Among these records, tally each line with the word "object"; the answer is that number alone.

Records for processing:

=== Section Start ===

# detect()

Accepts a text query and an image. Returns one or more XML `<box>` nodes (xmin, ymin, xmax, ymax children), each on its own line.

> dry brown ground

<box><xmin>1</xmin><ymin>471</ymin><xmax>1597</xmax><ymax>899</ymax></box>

=== Section End ===
=== Section Start ===

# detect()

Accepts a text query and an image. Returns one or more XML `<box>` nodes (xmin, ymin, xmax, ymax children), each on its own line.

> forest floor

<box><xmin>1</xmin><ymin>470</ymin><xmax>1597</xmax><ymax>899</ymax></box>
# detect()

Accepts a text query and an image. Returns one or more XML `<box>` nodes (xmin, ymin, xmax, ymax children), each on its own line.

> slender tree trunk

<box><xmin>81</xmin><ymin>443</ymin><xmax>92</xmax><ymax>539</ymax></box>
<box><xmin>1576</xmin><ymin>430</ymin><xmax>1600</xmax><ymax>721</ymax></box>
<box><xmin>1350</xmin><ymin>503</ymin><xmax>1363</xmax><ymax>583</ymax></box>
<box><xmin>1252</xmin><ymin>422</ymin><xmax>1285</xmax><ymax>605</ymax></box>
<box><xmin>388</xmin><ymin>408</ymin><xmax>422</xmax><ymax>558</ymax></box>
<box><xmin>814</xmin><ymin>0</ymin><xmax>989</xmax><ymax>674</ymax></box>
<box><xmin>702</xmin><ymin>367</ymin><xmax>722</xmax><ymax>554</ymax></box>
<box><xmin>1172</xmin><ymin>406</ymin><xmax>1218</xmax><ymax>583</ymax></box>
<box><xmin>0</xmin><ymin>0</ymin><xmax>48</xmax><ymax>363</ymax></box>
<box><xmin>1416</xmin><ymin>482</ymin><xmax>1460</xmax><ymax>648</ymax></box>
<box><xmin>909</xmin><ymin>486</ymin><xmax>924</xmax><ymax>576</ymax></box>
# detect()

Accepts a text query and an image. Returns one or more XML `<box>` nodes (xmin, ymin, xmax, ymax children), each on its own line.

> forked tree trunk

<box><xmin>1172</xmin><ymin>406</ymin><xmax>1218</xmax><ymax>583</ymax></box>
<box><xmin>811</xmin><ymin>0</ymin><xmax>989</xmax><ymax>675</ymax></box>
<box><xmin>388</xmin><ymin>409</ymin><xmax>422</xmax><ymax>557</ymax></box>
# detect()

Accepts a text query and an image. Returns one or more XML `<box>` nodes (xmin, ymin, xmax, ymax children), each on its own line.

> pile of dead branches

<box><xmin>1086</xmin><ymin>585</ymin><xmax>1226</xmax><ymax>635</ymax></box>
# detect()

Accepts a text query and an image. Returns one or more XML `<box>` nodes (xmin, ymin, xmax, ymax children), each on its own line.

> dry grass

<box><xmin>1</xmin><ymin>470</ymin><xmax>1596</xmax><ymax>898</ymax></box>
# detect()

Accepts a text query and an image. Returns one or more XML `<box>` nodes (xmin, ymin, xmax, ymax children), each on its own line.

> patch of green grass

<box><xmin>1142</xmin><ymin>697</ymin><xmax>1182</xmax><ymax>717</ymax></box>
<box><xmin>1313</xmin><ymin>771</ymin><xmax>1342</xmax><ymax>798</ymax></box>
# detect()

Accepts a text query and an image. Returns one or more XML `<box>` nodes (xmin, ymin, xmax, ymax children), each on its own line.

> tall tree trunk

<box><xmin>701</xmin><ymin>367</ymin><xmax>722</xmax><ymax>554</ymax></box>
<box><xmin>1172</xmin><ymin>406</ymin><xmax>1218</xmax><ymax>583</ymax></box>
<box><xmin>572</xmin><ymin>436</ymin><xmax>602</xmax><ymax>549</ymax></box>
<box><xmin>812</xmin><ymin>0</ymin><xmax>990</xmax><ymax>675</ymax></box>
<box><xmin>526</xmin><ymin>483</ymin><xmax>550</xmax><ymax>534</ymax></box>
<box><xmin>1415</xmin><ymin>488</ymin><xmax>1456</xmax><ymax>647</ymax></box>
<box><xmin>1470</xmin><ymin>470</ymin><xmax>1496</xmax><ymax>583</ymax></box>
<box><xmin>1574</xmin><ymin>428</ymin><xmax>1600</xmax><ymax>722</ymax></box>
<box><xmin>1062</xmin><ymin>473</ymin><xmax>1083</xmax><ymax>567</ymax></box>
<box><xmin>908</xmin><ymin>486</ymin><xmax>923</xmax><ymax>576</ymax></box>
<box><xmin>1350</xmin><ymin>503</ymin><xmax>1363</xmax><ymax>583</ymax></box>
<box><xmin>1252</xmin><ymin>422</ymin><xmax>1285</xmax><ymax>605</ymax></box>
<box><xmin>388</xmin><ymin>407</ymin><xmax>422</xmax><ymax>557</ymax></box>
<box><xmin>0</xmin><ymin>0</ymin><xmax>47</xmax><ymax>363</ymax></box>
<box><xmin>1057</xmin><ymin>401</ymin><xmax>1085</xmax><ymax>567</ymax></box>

=== Section End ===
=== Section Start ===

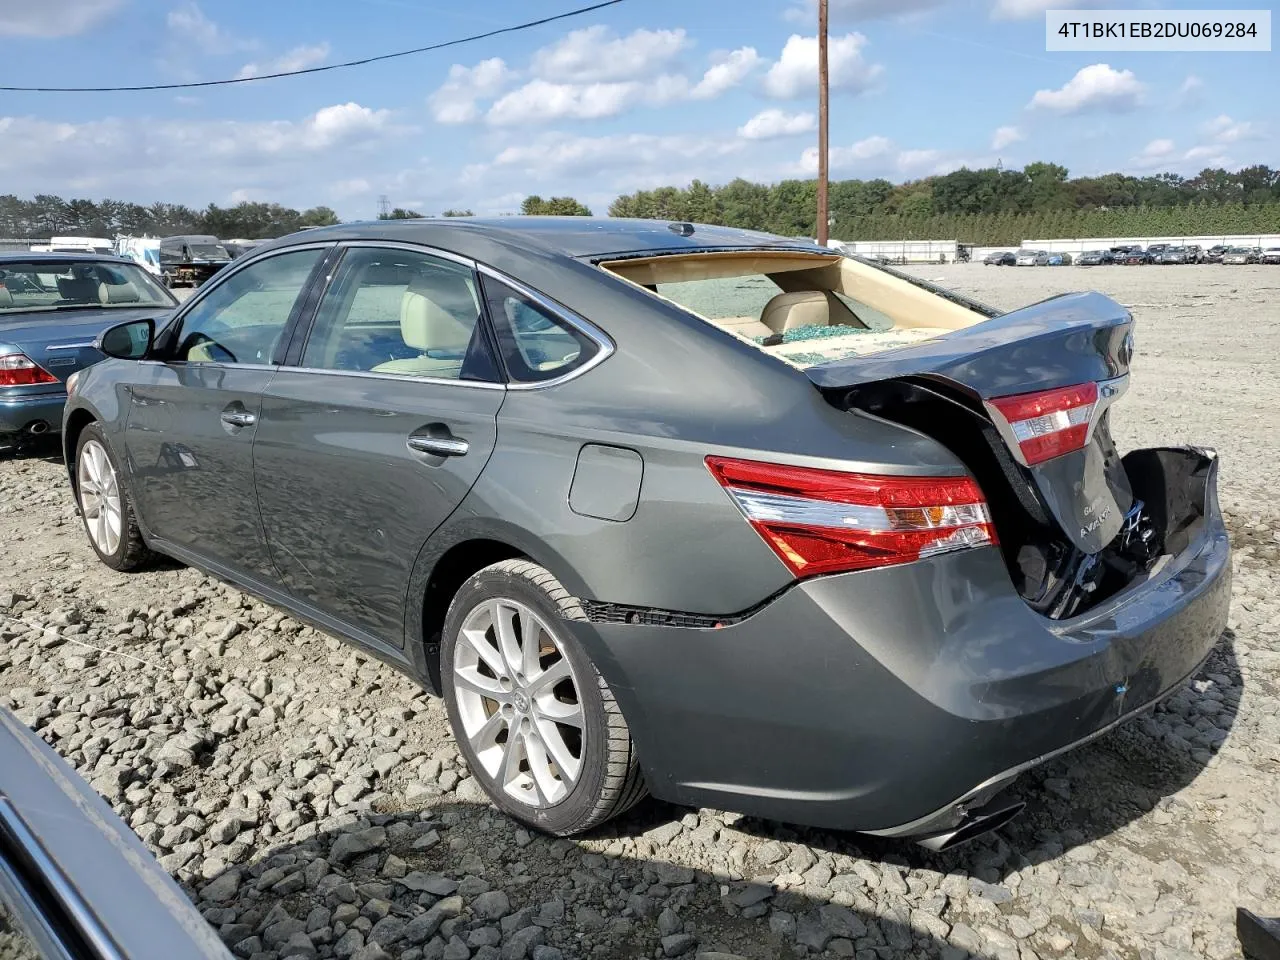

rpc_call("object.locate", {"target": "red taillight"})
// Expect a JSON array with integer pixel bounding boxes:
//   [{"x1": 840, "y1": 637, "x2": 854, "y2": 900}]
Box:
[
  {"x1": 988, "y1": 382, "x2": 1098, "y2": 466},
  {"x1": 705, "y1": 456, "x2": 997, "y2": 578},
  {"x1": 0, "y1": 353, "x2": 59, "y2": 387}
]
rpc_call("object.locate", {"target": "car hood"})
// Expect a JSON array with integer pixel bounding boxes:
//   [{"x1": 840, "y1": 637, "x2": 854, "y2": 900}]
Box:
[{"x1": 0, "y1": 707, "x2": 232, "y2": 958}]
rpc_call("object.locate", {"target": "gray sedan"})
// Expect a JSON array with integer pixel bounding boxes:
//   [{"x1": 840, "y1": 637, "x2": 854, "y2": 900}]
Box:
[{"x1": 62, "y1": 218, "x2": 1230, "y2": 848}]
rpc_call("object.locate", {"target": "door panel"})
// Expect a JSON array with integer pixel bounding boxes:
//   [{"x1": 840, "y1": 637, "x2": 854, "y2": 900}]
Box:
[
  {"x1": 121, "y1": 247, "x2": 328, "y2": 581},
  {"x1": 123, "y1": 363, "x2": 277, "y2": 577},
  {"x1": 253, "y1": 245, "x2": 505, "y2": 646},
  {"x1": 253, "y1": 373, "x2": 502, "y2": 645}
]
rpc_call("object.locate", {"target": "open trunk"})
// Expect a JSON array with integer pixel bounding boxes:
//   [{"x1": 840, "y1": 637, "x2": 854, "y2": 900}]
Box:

=== Section End ===

Output:
5